## Source

A very similar situation occurs when you limp A5 behind a couple
of limpers on your button, and the flop comes A89. If you bet here,
the best case scenario is that someone correctly folds their draw
and you win a small pot. Someone may “make a mistake” calling a 2/3
pot bet on a draw, except that you are going to have check the turn,
giving Villain a free look at the river and turning his call into a
good one. A bare 8 or 9 will almost certainly fold, and better Aces
will call. Granted, you give up some value by giving someone with
middle pair a free chance to catch five outs on the turn, but
hopefully this will be compensated for by winning a turn and/or
river bet from an unimproved middle pair. If the turn is a scary one
like T, then you can get out cheaply, with little harm done. Once
again, this line enables you to lower your variance by trading one
profitable situation (top pair on a draw-heavy board) for another (a
somewhat disguised top pair).
Using Your Reads
Setting up a profitable situation requires estimating an opponent’s
range and how he will play various hands within that range. The more
you know about an opponent, the more inclined you should be to play
pots against him, especially when you are in position. In
particular, you should focus on the mistakes different players at
your table, especially those to your immediate right and those in
the blinds when you are in late position tend to make. Do they
overvalue top pair? Stack off with weak overpairs? Never giver
credit when a draw hits? Give up too easily when scare cards hit?
Remember how we agreed that you would pay quite a bit of money
for a program that allowed you see your opponent’s hole cards? Well,
you should be willing to take some risks anytime you feel you can
put Villain on a very narrow range. As long as stacks are deep, make
some speculative calls pre-flop with suited connectors, small pairs,
etc. You can do the same on the flop with a gut shot, middle pair,
etc. if you know that a lot of cards will allow you to take the pot
away later or that Villain will pay off big when you hit.
Similarly, if you are confident you are ahead AND you have a very
good idea of what Villain has, you should be less inclined to end
the hand, even if you are out of position. Building a pot is good
when you know about what your opponent has, but fold equity is worth
very little.
Reverse Implied Odds
It’s the first hand of a NLHE tournament. You have AA UTG. Villain
has 22 on the button. Who’s in a profitable situation? Villain is.
You are never going to win a big pot unless you make set over set,
but you will lose a big pot virtually every time he makes his set.

## Prompt a
Repeat the poker passage from "Reverse Implied Odds" up to and including "situation? Villain is.".

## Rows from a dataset

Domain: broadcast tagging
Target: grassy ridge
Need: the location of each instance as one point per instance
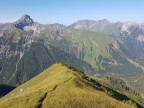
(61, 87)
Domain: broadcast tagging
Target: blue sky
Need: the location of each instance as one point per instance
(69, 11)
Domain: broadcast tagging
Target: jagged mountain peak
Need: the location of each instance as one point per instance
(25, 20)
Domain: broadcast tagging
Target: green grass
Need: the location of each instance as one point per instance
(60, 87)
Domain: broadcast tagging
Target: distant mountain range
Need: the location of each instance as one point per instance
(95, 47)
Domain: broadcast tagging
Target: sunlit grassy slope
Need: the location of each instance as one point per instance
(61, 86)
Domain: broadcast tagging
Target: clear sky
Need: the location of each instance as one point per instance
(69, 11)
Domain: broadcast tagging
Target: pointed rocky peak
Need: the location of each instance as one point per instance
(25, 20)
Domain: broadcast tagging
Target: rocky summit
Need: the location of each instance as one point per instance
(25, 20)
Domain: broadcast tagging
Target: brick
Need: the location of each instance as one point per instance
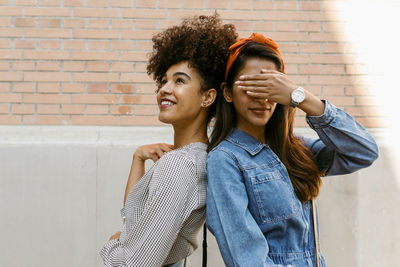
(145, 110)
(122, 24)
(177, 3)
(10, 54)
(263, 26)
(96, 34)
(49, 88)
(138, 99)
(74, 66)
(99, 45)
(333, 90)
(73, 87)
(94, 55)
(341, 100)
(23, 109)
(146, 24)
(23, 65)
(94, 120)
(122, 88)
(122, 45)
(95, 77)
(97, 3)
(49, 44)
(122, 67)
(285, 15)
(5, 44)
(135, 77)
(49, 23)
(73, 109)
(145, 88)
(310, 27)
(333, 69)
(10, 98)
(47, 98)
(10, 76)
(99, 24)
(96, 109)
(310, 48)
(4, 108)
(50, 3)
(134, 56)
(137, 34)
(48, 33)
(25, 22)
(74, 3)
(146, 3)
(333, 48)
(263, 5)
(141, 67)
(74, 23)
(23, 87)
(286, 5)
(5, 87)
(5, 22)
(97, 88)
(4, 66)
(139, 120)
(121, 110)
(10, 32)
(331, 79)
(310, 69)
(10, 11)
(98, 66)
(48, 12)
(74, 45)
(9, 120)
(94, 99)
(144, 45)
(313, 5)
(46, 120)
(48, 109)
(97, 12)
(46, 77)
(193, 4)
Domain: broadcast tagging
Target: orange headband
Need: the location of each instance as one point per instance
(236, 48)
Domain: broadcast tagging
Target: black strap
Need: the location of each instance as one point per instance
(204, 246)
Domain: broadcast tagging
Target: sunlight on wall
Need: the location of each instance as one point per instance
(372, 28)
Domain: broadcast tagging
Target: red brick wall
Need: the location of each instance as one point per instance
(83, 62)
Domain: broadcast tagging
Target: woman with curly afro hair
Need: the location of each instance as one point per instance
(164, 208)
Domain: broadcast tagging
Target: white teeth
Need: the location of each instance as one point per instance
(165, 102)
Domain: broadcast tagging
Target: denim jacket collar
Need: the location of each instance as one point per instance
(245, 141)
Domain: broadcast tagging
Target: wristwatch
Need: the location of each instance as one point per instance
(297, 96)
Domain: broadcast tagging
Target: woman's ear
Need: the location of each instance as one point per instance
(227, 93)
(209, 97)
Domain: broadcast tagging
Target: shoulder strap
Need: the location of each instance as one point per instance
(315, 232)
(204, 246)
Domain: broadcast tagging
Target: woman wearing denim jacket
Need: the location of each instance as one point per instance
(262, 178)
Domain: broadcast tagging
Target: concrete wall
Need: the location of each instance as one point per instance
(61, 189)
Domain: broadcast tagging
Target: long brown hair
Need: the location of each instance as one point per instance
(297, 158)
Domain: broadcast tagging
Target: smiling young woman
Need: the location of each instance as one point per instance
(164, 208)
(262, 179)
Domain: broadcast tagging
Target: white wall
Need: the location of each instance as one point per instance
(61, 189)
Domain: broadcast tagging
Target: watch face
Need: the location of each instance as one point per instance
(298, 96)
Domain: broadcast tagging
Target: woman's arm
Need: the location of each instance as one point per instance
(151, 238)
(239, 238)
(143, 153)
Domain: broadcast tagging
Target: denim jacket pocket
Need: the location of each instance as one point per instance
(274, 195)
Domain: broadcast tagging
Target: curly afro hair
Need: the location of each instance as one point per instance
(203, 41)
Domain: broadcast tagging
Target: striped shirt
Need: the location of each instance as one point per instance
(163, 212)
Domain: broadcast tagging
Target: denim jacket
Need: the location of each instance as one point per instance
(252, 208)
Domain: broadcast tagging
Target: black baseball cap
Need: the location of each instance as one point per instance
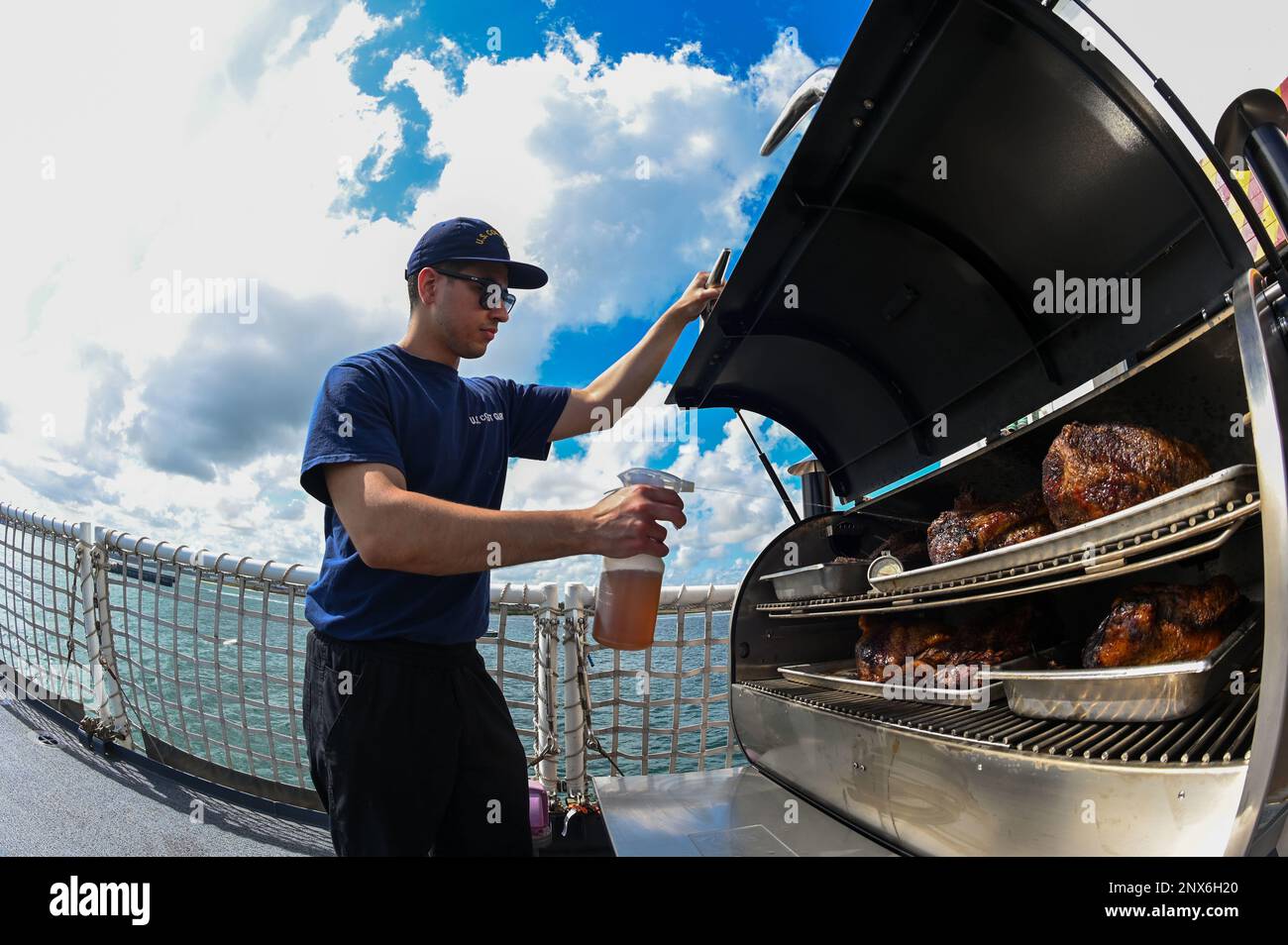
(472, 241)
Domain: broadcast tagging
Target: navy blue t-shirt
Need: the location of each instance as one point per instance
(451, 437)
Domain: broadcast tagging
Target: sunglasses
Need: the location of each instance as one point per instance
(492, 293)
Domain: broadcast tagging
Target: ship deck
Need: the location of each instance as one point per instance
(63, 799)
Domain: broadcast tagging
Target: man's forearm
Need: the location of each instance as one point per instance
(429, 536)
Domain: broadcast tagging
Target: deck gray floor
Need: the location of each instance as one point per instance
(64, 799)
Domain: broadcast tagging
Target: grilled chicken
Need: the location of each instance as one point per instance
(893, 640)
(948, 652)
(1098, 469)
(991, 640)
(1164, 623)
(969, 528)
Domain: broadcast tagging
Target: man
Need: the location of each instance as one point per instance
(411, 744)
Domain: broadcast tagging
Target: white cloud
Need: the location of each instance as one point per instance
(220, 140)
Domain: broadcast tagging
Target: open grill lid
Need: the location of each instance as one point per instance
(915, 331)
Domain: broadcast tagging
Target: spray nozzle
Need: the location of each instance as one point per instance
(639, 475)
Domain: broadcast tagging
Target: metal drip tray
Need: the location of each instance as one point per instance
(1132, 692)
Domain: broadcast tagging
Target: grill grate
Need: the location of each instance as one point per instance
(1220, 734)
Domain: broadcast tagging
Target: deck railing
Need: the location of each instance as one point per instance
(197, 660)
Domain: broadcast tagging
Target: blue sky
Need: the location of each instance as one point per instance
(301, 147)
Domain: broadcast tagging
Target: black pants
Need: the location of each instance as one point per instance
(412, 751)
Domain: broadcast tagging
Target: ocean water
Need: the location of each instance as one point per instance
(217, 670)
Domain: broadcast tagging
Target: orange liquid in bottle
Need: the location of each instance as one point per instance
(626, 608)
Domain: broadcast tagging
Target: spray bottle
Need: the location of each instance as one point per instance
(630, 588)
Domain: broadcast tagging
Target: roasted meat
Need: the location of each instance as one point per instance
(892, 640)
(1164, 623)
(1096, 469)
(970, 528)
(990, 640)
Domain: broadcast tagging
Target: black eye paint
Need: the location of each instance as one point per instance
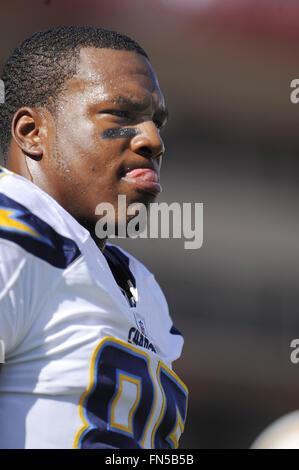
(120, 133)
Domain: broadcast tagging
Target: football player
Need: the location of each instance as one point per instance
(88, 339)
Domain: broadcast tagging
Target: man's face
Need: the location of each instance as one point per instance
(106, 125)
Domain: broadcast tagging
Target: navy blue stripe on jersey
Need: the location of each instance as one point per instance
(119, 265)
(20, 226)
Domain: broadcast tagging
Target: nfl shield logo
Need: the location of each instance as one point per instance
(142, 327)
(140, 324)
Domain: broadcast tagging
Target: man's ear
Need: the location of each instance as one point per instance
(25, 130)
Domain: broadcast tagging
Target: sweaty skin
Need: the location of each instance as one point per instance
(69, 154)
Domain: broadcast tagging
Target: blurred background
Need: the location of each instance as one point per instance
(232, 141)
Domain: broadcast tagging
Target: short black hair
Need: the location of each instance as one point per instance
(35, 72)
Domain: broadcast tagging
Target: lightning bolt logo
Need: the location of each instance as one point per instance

## Prompt b
Find every line in the entries that contains the word "hair", and copy each of those lines.

## Complete answer a
Reverse Implied Odds
It’s the first hand of a NLHE tournament. You have AA UTG. Villain
has 22 on the button. Who’s in a profitable situation? Villain is.

## Complete answer b
Target: woman with curly afro hair
Target: long brown hair
Target: curly afro hair
Target: short black hair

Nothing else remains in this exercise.